EXCERPTED TEXT |
----------

David Ryan

What this 1970s film reveals about Broken Britain

Corrupt bobbies. Local government timeservers who treat young women as playthings. A country bogged down in never-ending crises, overseen by a rancid managerial class.

These aren’t the theoretical findings of some future report into rape gangs. As it happens, they’re the basis of O Lucky Man!, a film from the Edward Heath era that suggests self-interest and incompetence are an inescapable part of the national character.

When the Royal Court Theatre’s Lindsay Anderson directed it in 1973, the left was as keen as today’s online right to howl in anguish at a UK that had gone to the dogs.

Anderson had form in this regard. His Palme d’Or-winning addition to the Angry Young Man genre, 1968’s If…, culminates in a massacre of teachers and assorted shire Tories by the bolshy public schoolboy Mick Travis, played by a sardonic Malcolm McDowell.

The follow-up, loosely based on the actor’s young adulthood in the north of England, is more ambitious. Its picaresque plot – in which a staid coffee company entrusts its most precocious factory worker, also called Mick Travis, with a regional travelling salesman’s job – devotes nearly three hours to exploring the worst aspects of the (mostly bourgeois) English character.

Mick’s superiors at work speak in vapid management babble worthy of LinkedIn. Later, when he witnesses a gruesome motoring accident on his patch, two passing policemen warn him that if he wants to avoid a manslaughter charge, he should clear off and let them concoct a statement.

The tone is one of unremitting cynicism. But nothing prepares the casual viewer for the infamous orgy scene that follows.

Plying his wares at a plush hotel in Yorkshire, Travis encounters its seedy manager, the town’s mayor. With a suggestive nod and a wink, the civic dignitary – played by Dad’s Army’s Arthur Lowe – leads him to a ‘party’ in a packed function room, where newspaper editor James Bolam and police superintendent Bill Owen are groping prostitutes and watching porn on a projector.

----------

TASKS AND EXERCISES |
**1)** Which actors does the O Lucky Man! article name?
**2)** In the O Lucky Man! article, what job does the coffee company give Mick Travis?
The data that comes next is separate material from the O Lucky Man! article.

----------

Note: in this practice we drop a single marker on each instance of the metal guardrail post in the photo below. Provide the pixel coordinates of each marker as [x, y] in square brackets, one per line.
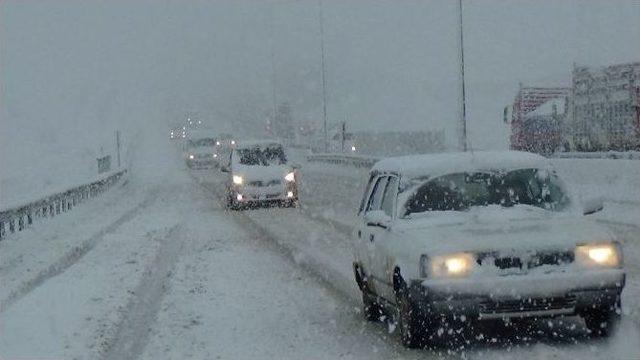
[19, 218]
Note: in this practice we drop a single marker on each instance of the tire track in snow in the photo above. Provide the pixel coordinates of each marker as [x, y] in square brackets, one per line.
[133, 332]
[330, 278]
[72, 256]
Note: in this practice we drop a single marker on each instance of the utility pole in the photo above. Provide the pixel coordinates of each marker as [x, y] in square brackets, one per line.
[273, 69]
[324, 86]
[344, 133]
[462, 127]
[118, 146]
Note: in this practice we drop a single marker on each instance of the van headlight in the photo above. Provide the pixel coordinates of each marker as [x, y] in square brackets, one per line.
[599, 255]
[290, 177]
[447, 266]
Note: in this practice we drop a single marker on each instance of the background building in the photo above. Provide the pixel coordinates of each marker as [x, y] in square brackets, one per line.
[537, 118]
[605, 112]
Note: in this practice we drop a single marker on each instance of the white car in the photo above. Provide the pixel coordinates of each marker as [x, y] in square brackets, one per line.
[260, 174]
[450, 238]
[201, 152]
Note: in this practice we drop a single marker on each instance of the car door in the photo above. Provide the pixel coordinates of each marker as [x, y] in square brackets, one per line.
[361, 245]
[383, 242]
[370, 231]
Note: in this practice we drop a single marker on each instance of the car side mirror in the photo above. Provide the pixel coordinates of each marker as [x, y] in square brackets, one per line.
[377, 218]
[591, 206]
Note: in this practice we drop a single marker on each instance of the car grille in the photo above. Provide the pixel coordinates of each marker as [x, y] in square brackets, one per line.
[526, 261]
[259, 183]
[527, 305]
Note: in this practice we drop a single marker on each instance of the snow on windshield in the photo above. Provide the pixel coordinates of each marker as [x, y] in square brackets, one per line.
[462, 191]
[273, 155]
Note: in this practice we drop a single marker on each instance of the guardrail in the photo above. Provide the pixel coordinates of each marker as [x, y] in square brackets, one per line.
[18, 218]
[629, 155]
[343, 159]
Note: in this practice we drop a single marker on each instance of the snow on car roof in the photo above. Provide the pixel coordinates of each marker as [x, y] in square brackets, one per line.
[256, 143]
[201, 134]
[431, 165]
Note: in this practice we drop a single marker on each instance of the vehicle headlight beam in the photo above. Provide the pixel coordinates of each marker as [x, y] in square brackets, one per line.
[290, 177]
[599, 255]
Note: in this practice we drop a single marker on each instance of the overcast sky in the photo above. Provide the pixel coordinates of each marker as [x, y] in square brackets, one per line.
[87, 67]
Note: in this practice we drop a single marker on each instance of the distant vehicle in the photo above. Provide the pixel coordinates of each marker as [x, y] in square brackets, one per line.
[474, 236]
[224, 144]
[201, 150]
[177, 132]
[260, 174]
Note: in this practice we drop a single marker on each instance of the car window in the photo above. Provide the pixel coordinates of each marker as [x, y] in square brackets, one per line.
[376, 196]
[390, 193]
[459, 192]
[365, 195]
[267, 156]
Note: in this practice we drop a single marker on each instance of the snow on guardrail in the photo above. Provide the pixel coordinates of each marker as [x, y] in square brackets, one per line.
[628, 155]
[19, 217]
[342, 159]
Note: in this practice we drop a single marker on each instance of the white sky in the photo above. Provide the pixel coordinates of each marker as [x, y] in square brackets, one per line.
[83, 68]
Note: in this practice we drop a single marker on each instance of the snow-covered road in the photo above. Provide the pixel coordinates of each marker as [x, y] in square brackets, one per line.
[158, 270]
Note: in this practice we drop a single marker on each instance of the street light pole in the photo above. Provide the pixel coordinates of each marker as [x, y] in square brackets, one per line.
[462, 128]
[324, 86]
[273, 68]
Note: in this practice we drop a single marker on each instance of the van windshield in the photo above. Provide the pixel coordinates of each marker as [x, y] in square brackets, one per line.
[461, 191]
[263, 156]
[208, 142]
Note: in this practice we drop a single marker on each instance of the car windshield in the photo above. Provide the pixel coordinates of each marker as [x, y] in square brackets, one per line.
[208, 142]
[461, 191]
[272, 155]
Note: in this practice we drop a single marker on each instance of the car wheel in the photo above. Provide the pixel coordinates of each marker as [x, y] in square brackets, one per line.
[601, 323]
[409, 321]
[231, 205]
[370, 307]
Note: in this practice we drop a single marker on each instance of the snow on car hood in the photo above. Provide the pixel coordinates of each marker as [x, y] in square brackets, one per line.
[261, 173]
[203, 150]
[495, 228]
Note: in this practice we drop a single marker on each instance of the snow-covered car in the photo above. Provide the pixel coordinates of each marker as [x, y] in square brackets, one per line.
[177, 132]
[453, 238]
[201, 152]
[260, 174]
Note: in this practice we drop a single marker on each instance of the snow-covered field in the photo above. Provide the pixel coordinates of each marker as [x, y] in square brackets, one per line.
[156, 269]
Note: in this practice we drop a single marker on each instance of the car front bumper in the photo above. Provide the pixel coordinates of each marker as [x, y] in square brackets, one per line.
[519, 296]
[202, 162]
[251, 194]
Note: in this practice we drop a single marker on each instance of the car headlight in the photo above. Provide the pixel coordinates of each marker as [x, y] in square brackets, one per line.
[451, 266]
[290, 177]
[599, 255]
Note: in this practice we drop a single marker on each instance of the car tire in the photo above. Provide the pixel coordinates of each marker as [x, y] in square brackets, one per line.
[370, 306]
[409, 321]
[231, 205]
[601, 323]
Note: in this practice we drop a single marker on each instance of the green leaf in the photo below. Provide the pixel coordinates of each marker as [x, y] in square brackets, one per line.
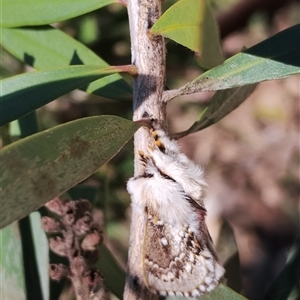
[45, 165]
[41, 252]
[24, 93]
[30, 12]
[289, 277]
[221, 104]
[11, 266]
[41, 48]
[114, 275]
[274, 58]
[191, 24]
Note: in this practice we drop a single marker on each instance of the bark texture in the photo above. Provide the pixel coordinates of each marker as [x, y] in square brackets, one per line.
[148, 55]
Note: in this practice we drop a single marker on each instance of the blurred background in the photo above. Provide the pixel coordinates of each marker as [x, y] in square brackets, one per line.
[251, 157]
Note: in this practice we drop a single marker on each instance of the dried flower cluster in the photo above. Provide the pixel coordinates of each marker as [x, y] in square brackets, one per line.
[75, 236]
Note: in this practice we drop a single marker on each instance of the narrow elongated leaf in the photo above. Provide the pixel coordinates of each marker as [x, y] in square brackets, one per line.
[191, 24]
[30, 12]
[221, 104]
[24, 93]
[275, 58]
[12, 283]
[45, 165]
[41, 252]
[41, 47]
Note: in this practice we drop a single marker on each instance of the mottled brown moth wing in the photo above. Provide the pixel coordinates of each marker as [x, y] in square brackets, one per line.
[176, 262]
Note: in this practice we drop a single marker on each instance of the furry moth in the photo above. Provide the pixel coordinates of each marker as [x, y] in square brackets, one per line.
[179, 257]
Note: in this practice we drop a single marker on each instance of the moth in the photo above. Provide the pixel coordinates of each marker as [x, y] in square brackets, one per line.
[179, 257]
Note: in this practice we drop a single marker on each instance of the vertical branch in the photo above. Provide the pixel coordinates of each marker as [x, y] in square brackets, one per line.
[148, 55]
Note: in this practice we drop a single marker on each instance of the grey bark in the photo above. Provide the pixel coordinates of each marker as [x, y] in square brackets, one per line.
[148, 55]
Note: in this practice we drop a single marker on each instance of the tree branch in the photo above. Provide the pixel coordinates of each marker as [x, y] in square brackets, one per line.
[148, 55]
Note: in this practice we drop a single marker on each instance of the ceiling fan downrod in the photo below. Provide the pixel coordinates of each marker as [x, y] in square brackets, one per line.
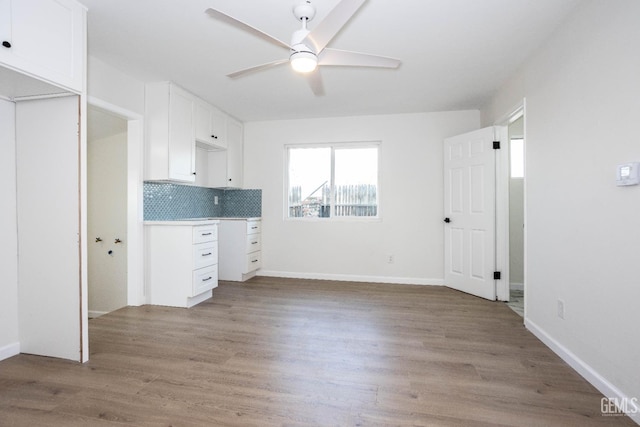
[303, 59]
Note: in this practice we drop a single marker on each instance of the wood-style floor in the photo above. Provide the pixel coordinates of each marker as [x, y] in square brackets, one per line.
[284, 352]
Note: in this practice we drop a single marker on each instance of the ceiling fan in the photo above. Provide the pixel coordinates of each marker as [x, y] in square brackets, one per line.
[307, 49]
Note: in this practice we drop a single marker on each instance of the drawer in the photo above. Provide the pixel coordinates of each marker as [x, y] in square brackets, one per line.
[254, 262]
[205, 254]
[205, 233]
[204, 279]
[254, 227]
[254, 243]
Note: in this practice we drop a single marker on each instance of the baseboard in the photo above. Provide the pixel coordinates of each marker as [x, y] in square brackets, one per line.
[586, 371]
[93, 313]
[351, 278]
[516, 286]
[9, 350]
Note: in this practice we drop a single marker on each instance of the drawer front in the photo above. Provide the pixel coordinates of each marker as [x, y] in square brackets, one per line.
[204, 279]
[254, 243]
[254, 227]
[205, 254]
[254, 262]
[205, 233]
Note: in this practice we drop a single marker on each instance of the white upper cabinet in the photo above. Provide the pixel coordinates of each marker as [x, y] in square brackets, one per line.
[44, 39]
[225, 167]
[219, 127]
[170, 138]
[210, 126]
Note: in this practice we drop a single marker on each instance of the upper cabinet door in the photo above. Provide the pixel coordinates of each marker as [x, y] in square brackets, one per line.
[45, 39]
[219, 127]
[181, 136]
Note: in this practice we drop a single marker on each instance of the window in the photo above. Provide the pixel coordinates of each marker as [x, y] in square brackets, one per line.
[517, 158]
[331, 181]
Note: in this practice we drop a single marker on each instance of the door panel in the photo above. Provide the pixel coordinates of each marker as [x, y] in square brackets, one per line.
[48, 205]
[469, 171]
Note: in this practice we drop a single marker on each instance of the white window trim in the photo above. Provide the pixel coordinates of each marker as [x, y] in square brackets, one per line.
[333, 146]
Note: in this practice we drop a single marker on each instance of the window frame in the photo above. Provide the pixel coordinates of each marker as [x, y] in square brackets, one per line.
[333, 146]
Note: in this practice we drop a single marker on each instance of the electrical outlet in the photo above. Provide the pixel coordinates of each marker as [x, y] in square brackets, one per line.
[561, 309]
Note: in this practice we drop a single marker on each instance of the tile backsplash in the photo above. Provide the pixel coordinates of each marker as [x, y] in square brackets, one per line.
[167, 201]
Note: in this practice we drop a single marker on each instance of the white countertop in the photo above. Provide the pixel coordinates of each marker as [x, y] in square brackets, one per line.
[199, 221]
[186, 221]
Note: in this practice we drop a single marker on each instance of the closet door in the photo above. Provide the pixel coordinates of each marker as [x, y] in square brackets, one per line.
[48, 204]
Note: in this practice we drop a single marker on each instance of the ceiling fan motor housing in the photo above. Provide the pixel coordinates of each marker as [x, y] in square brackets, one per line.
[304, 11]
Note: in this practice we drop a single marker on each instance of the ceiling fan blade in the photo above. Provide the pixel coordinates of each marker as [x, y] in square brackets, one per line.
[355, 59]
[250, 70]
[217, 14]
[332, 23]
[315, 82]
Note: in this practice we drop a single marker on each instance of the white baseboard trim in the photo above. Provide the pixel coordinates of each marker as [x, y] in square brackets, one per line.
[93, 313]
[352, 278]
[9, 350]
[586, 371]
[517, 286]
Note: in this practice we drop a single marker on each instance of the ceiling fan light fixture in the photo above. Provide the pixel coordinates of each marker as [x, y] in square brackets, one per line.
[303, 62]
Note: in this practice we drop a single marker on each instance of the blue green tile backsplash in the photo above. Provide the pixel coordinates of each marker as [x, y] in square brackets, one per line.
[166, 201]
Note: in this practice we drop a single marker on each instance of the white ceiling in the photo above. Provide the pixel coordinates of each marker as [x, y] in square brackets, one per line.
[455, 53]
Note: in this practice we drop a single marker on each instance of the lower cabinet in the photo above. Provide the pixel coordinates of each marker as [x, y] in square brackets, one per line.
[181, 262]
[240, 248]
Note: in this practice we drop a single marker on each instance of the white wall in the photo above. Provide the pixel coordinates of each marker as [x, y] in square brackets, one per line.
[516, 216]
[113, 86]
[411, 191]
[107, 214]
[582, 107]
[9, 337]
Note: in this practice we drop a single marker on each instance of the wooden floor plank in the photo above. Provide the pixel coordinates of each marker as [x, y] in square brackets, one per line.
[286, 352]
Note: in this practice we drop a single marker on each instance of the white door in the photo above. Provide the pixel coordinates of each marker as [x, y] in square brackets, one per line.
[470, 213]
[48, 205]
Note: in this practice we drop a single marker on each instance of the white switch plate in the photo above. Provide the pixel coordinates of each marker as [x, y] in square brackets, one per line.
[561, 309]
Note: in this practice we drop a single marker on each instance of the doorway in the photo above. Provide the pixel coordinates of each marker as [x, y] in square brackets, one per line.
[516, 215]
[106, 211]
[107, 121]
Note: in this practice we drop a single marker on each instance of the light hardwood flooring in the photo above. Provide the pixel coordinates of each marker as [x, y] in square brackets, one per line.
[284, 352]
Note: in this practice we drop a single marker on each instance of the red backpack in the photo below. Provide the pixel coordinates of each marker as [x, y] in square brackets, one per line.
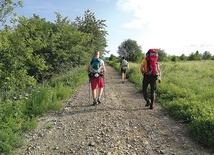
[152, 62]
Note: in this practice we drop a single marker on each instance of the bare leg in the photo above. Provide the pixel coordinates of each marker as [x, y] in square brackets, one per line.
[94, 94]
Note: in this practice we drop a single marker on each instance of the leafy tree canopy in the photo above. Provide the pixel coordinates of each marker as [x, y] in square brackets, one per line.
[131, 50]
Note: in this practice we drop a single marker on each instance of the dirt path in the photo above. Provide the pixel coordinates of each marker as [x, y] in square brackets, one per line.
[121, 125]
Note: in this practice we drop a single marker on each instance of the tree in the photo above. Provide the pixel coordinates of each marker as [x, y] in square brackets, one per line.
[6, 9]
[162, 56]
[96, 28]
[183, 57]
[131, 50]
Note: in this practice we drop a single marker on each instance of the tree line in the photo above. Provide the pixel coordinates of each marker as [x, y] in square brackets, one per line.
[133, 52]
[34, 50]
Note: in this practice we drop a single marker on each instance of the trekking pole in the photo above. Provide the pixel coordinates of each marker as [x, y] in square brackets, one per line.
[89, 91]
[104, 88]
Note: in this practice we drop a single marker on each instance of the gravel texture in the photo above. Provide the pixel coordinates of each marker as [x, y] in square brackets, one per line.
[120, 125]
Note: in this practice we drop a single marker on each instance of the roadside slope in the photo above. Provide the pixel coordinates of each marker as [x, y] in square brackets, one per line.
[120, 125]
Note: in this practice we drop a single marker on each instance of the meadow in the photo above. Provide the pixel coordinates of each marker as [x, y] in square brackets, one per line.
[20, 116]
[187, 93]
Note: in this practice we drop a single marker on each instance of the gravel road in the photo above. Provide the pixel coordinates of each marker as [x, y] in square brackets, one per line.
[120, 125]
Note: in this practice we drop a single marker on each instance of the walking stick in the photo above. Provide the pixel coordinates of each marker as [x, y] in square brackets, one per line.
[89, 91]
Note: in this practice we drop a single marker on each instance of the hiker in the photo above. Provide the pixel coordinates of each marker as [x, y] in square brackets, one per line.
[151, 73]
[96, 70]
[124, 65]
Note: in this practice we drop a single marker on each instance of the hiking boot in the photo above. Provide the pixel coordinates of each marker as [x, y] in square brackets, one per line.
[98, 100]
[151, 106]
[94, 103]
[147, 103]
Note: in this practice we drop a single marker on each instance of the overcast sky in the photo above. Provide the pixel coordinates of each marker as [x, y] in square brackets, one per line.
[175, 26]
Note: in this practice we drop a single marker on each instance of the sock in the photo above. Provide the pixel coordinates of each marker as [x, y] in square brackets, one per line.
[99, 97]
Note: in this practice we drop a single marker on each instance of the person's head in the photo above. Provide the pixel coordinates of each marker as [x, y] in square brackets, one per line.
[97, 54]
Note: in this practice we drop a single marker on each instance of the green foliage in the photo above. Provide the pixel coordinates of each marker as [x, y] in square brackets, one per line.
[131, 50]
[186, 92]
[95, 28]
[7, 8]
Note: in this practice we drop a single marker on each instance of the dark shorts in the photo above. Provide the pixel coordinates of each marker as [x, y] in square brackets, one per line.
[97, 82]
[123, 70]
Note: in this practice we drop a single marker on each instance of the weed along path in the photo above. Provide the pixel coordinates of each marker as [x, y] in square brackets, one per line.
[119, 125]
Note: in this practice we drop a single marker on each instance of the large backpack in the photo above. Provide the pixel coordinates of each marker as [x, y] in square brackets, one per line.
[96, 67]
[152, 62]
[124, 64]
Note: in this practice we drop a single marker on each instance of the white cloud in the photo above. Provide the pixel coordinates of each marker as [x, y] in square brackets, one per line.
[173, 25]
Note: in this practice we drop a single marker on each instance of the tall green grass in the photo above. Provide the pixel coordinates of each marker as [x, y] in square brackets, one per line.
[20, 116]
[187, 93]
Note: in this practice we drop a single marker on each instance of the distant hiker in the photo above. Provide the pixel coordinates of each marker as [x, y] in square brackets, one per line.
[151, 73]
[124, 65]
[96, 71]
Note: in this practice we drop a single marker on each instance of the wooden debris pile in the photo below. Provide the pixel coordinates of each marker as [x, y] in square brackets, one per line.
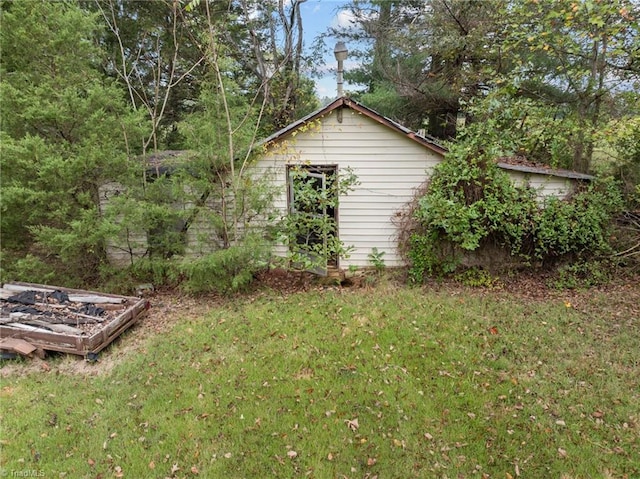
[67, 320]
[76, 314]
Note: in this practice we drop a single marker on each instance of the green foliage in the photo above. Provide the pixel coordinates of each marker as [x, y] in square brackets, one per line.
[476, 278]
[583, 274]
[376, 258]
[470, 202]
[309, 229]
[65, 128]
[622, 137]
[226, 270]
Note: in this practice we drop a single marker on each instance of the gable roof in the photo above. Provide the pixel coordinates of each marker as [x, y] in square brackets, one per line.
[425, 140]
[344, 102]
[517, 163]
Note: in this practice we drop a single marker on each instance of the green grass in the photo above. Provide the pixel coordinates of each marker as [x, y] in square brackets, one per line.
[392, 383]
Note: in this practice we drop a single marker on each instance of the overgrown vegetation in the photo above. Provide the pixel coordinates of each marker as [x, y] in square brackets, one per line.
[470, 203]
[400, 382]
[310, 230]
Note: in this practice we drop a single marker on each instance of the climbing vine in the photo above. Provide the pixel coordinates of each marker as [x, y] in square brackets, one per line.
[470, 203]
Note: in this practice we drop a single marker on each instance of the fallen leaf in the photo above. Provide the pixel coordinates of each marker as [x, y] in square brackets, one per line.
[352, 424]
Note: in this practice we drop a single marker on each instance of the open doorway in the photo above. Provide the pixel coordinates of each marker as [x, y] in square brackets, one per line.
[312, 197]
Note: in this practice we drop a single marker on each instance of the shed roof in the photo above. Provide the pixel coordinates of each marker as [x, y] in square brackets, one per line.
[344, 102]
[519, 163]
[507, 163]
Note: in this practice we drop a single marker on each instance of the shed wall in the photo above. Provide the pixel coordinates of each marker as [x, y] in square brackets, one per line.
[389, 167]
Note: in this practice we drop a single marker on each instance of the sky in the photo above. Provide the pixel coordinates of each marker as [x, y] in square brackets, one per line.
[317, 17]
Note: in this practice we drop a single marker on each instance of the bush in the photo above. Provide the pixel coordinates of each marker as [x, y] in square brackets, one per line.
[226, 270]
[470, 203]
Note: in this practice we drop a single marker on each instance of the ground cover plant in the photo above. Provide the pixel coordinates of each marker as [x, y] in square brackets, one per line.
[346, 383]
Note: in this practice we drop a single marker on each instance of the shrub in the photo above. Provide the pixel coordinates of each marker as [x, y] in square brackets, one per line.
[470, 202]
[226, 270]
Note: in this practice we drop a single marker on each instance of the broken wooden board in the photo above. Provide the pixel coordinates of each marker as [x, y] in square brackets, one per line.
[52, 321]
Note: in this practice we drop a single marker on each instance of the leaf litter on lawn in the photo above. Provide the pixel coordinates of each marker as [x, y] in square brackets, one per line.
[394, 381]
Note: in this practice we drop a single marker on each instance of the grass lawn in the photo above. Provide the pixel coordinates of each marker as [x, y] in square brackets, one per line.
[388, 382]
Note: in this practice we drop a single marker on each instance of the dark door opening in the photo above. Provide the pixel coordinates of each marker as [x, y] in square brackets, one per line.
[311, 193]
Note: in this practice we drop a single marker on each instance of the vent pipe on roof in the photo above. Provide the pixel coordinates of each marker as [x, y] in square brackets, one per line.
[340, 52]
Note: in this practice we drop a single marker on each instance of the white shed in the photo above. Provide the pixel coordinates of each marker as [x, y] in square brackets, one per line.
[391, 163]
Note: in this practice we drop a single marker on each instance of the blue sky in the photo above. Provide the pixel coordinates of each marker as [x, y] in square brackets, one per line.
[317, 17]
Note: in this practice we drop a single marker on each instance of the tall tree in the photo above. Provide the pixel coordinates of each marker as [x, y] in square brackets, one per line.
[152, 51]
[65, 128]
[426, 58]
[574, 55]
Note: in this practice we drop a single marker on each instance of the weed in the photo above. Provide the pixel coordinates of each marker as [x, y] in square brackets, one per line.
[402, 382]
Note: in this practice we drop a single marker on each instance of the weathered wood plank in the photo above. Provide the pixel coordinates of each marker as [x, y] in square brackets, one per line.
[10, 289]
[18, 345]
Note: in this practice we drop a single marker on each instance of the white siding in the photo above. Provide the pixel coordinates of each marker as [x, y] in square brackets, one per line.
[389, 168]
[545, 185]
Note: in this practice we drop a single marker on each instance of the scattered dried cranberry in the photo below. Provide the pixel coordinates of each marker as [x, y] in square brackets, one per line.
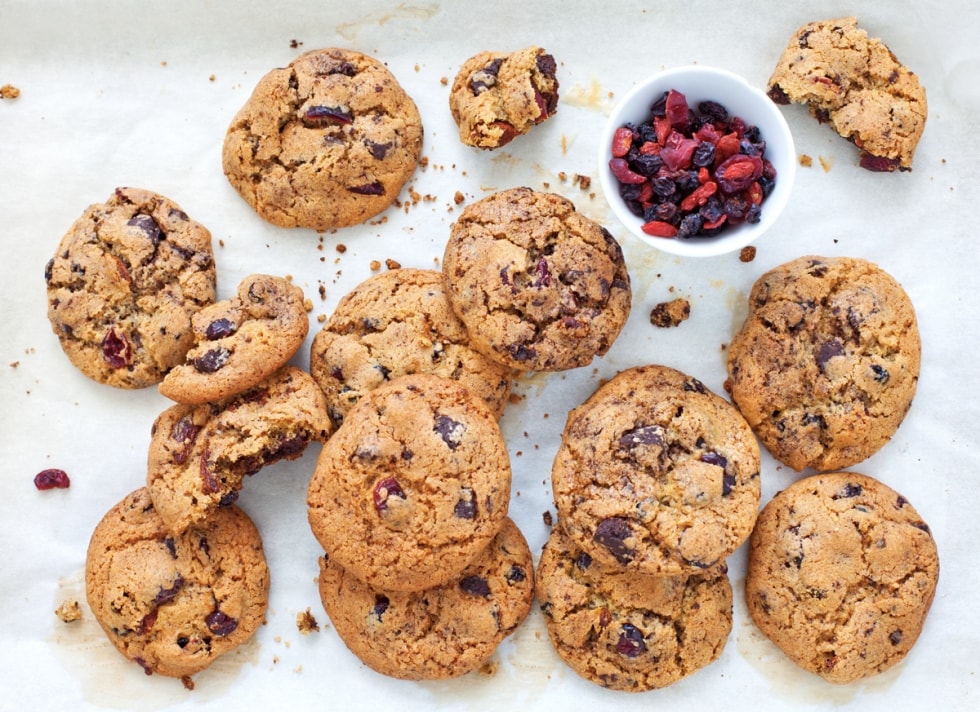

----------

ANSWERS IN ORDER |
**1)** Malcolm McDowell, Arthur Lowe, James Bolam, Bill Owen

**2)** A regional travelling salesman's job.